[Start of GIVEN DATA]

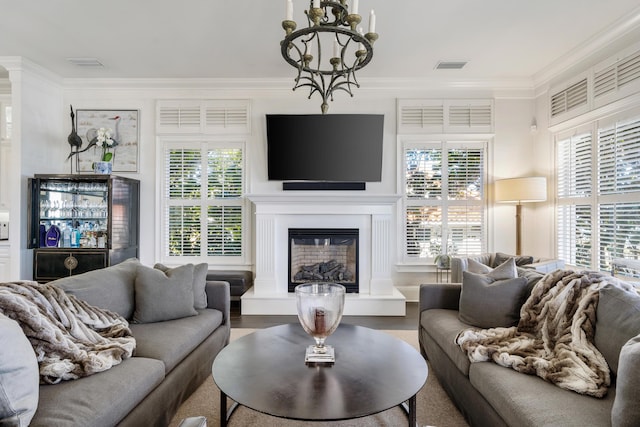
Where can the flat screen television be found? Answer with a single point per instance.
(334, 147)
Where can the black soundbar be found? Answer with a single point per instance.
(322, 185)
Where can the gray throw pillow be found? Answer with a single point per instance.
(199, 283)
(626, 405)
(161, 296)
(519, 259)
(110, 288)
(618, 320)
(506, 270)
(19, 375)
(477, 267)
(489, 303)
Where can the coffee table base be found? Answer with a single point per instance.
(409, 408)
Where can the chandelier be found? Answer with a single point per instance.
(332, 26)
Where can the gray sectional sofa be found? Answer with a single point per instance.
(491, 395)
(172, 358)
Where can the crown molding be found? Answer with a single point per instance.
(517, 88)
(618, 30)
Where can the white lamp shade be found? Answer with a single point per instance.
(521, 190)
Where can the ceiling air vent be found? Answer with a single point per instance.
(450, 65)
(85, 62)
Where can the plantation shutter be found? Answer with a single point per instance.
(574, 234)
(444, 200)
(619, 158)
(204, 200)
(598, 213)
(574, 166)
(619, 232)
(183, 215)
(465, 218)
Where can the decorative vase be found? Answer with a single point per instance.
(104, 168)
(320, 307)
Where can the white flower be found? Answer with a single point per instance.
(104, 137)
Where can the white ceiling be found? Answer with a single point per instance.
(500, 39)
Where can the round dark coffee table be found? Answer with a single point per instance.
(373, 372)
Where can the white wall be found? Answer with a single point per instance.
(511, 151)
(36, 97)
(44, 118)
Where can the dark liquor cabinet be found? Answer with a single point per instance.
(79, 223)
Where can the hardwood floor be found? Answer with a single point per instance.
(407, 322)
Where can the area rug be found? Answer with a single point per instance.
(434, 408)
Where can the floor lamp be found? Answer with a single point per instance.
(518, 191)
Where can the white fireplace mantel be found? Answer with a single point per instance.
(371, 214)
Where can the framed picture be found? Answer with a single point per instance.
(124, 130)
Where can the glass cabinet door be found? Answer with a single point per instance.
(72, 214)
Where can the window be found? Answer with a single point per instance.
(598, 178)
(204, 205)
(444, 200)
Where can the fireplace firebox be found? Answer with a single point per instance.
(323, 255)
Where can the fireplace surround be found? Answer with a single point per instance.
(373, 215)
(323, 255)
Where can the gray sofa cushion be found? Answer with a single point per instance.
(618, 320)
(526, 400)
(626, 406)
(172, 341)
(443, 326)
(163, 296)
(489, 303)
(19, 379)
(199, 281)
(110, 288)
(99, 400)
(519, 259)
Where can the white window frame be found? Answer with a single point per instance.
(203, 143)
(594, 200)
(443, 142)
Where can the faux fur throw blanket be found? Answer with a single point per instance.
(71, 338)
(555, 334)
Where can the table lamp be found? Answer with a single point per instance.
(518, 191)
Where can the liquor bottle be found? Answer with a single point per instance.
(75, 238)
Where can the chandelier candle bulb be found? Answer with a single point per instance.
(372, 21)
(289, 16)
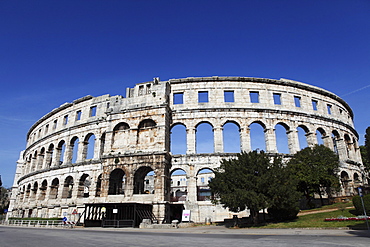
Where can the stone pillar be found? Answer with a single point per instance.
(190, 140)
(270, 140)
(218, 140)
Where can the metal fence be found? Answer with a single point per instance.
(35, 223)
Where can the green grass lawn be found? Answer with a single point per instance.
(317, 221)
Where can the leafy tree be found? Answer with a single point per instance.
(255, 181)
(365, 159)
(367, 143)
(317, 171)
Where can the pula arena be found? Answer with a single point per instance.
(112, 150)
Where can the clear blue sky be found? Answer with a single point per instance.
(54, 52)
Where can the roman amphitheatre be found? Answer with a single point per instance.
(150, 154)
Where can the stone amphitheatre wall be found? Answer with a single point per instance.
(113, 149)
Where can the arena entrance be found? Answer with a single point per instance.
(117, 214)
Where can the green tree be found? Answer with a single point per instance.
(317, 171)
(367, 143)
(365, 159)
(255, 181)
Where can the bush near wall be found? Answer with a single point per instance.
(358, 204)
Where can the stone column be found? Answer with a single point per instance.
(218, 140)
(190, 140)
(270, 140)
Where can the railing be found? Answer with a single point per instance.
(36, 223)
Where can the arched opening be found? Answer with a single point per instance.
(61, 150)
(34, 190)
(54, 189)
(281, 134)
(98, 186)
(102, 144)
(349, 146)
(40, 160)
(204, 139)
(344, 178)
(28, 191)
(121, 136)
(84, 186)
(302, 136)
(257, 136)
(67, 187)
(43, 187)
(204, 193)
(335, 139)
(231, 137)
(74, 149)
(178, 185)
(34, 162)
(146, 132)
(117, 182)
(49, 156)
(320, 135)
(178, 139)
(89, 146)
(144, 180)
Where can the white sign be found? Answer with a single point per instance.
(186, 215)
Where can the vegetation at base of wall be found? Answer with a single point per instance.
(34, 218)
(253, 181)
(358, 204)
(316, 169)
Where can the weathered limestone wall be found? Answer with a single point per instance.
(101, 149)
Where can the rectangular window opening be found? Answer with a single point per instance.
(203, 97)
(178, 98)
(229, 96)
(277, 98)
(297, 101)
(92, 111)
(254, 97)
(314, 105)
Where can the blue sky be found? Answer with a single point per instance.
(54, 52)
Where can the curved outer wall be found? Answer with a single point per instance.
(99, 149)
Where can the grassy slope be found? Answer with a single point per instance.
(316, 220)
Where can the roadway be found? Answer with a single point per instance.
(192, 236)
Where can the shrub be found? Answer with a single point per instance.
(283, 214)
(358, 204)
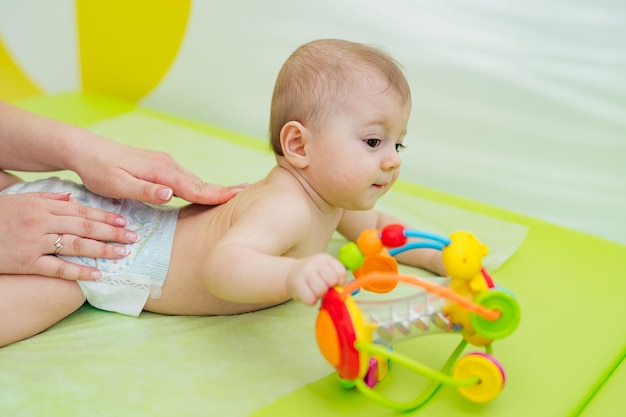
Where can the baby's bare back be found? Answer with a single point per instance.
(199, 228)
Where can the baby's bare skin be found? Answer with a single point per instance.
(185, 291)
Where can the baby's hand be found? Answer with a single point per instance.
(311, 277)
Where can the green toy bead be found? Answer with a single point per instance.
(351, 256)
(510, 314)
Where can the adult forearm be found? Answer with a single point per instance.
(30, 142)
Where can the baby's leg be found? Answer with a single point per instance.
(31, 304)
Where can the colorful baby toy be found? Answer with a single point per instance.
(357, 337)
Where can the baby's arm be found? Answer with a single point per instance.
(258, 260)
(354, 222)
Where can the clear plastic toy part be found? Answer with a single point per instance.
(357, 336)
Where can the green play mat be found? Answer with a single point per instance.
(565, 356)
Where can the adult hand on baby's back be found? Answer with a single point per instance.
(153, 177)
(311, 277)
(35, 226)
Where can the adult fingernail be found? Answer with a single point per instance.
(120, 250)
(165, 194)
(240, 187)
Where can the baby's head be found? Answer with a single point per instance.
(317, 80)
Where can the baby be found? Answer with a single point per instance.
(338, 120)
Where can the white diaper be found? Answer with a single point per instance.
(127, 282)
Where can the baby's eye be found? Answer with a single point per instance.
(373, 142)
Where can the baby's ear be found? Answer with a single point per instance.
(293, 140)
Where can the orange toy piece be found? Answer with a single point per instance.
(377, 259)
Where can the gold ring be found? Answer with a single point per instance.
(58, 244)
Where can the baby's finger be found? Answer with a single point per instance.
(52, 266)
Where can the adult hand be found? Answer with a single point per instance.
(32, 223)
(119, 171)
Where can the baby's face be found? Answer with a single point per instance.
(355, 153)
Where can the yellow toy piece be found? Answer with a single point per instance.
(462, 259)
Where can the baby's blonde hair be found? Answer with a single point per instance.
(316, 80)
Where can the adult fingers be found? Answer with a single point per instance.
(87, 222)
(71, 245)
(52, 266)
(87, 213)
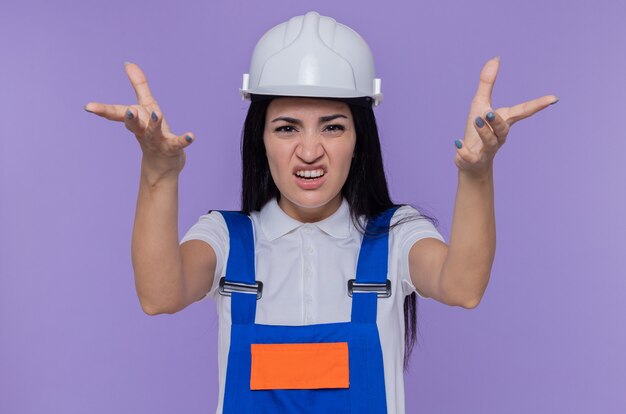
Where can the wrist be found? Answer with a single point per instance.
(482, 175)
(153, 174)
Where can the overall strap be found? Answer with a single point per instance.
(372, 265)
(240, 266)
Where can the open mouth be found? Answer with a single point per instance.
(310, 175)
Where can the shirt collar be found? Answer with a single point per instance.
(276, 223)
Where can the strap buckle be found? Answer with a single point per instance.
(382, 290)
(226, 288)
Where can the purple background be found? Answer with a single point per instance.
(550, 333)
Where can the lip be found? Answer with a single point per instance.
(310, 184)
(309, 168)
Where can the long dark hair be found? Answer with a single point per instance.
(365, 188)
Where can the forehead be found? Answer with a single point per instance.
(306, 106)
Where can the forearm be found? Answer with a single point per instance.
(467, 267)
(155, 249)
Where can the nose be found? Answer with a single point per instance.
(310, 148)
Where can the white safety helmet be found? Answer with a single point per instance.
(312, 56)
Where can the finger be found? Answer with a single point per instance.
(528, 108)
(154, 123)
(464, 155)
(110, 112)
(498, 125)
(185, 140)
(140, 84)
(133, 122)
(489, 139)
(487, 79)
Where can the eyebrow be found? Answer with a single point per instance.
(322, 119)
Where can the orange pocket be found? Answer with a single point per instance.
(299, 366)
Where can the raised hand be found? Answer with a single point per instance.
(162, 150)
(487, 129)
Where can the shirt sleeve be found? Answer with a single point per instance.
(413, 227)
(212, 229)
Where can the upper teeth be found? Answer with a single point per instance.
(310, 173)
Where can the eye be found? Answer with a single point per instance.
(335, 128)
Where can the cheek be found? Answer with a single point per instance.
(278, 157)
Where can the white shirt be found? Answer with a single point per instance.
(305, 268)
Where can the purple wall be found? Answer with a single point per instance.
(550, 333)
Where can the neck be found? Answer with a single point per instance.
(310, 214)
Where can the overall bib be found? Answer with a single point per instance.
(322, 368)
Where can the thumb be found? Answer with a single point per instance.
(186, 139)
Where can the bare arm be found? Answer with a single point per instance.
(168, 277)
(459, 274)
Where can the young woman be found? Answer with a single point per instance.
(315, 279)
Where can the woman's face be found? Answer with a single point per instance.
(309, 144)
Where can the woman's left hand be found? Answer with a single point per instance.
(486, 129)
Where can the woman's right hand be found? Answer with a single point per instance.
(162, 150)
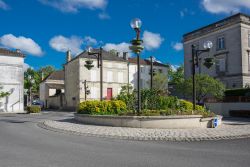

[End of GIVEN DATA]

How many lines in the rows above contain the word "ceiling"? Please reply with the number only.

2